▶ **Set exercise**:
Convert the part of the records that opens with the line containing "Target: small stone at base" and runs through the end of the records into a Markdown table. Number each line in a column headed Row, put the line itself in a column headed Line, and leave out blank lines.

▶ **Material for the task**:
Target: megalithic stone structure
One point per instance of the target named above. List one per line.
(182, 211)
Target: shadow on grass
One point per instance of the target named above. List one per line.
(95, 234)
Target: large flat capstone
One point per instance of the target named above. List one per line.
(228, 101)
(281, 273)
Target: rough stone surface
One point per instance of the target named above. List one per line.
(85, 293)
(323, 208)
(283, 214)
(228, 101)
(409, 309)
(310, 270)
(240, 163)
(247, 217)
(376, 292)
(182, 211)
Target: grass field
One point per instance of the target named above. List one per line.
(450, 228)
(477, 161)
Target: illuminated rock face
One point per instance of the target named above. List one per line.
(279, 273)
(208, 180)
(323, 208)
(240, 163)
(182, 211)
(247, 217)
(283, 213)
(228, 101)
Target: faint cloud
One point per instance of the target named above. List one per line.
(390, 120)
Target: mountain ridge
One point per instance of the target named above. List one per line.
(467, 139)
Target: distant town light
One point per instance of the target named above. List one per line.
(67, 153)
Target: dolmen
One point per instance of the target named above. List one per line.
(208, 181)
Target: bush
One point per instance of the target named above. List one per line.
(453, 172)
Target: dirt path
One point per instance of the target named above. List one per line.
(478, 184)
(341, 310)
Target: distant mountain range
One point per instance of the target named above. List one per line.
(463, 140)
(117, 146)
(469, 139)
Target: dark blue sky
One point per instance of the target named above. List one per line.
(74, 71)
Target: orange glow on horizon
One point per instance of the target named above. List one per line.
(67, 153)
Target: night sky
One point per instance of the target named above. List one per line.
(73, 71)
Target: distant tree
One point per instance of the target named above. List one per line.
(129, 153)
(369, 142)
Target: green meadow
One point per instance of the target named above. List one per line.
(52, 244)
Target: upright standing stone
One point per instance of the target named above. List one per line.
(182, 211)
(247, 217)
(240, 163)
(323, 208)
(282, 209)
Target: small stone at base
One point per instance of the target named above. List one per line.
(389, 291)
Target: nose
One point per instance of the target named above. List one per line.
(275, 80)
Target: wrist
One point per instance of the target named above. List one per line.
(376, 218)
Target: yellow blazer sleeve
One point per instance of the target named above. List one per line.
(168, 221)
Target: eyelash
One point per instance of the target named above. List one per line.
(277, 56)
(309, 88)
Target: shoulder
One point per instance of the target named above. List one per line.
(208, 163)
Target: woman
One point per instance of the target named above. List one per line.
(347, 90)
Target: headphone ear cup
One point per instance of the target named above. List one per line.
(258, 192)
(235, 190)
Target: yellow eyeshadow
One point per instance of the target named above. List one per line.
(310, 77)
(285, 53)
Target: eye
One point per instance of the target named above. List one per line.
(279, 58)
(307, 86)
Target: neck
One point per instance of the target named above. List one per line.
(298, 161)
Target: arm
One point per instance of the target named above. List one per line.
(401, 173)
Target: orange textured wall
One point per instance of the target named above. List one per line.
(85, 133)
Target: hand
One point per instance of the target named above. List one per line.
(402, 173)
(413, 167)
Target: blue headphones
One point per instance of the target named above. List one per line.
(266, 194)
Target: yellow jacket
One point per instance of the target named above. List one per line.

▶ **Full solution**:
| Row | Line |
|---|---|
| 1 | Target: small stone at base |
| 2 | One point per instance of the target named above. List one per line. |
| 3 | (389, 291) |
| 4 | Target: nose |
| 5 | One point per instance of the target named above. List one per line. |
| 6 | (275, 80) |
| 7 | Target: wrist |
| 8 | One point per instance of the target named above. List one per line. |
| 9 | (376, 218) |
| 10 | Target: yellow blazer sleeve |
| 11 | One point per instance of the target named above. List one per line. |
| 12 | (168, 221) |
| 13 | Target: eyelash |
| 14 | One point per instance of the target named above. List one per line. |
| 15 | (277, 56) |
| 16 | (309, 88) |
| 17 | Target: shoulder |
| 18 | One point per instance of the target named above. List one per line. |
| 19 | (208, 163) |
| 20 | Target: woman |
| 21 | One point per instance of the target named above. List one per line. |
| 22 | (347, 90) |
| 23 | Target: headphone ear cup |
| 24 | One point per instance of the target named above. List one per line. |
| 25 | (258, 192) |
| 26 | (235, 190) |
| 27 | Target: yellow eyeshadow |
| 28 | One point per instance of the target named above. List one per line. |
| 29 | (310, 77) |
| 30 | (285, 53) |
| 31 | Target: eye |
| 32 | One point per instance of the target named above. List one per line. |
| 33 | (279, 58) |
| 34 | (307, 86) |
| 35 | Target: neck |
| 36 | One point per instance of the target named above. List one per line. |
| 37 | (298, 161) |
| 38 | Target: arm |
| 39 | One point per instance of the target named above. List one per line. |
| 40 | (401, 173) |
| 41 | Target: orange textured wall |
| 42 | One point per instance of the target named above. List one per line. |
| 43 | (85, 133) |
| 44 | Target: hand |
| 45 | One point per instance of the target named above. List one per line. |
| 46 | (402, 173) |
| 47 | (413, 167) |
| 48 | Target: blue headphones |
| 49 | One point per instance of the target named above. List one per line. |
| 50 | (266, 194) |
| 51 | Target: yellow jacket |
| 52 | One point per instance of the target named above. List one per line. |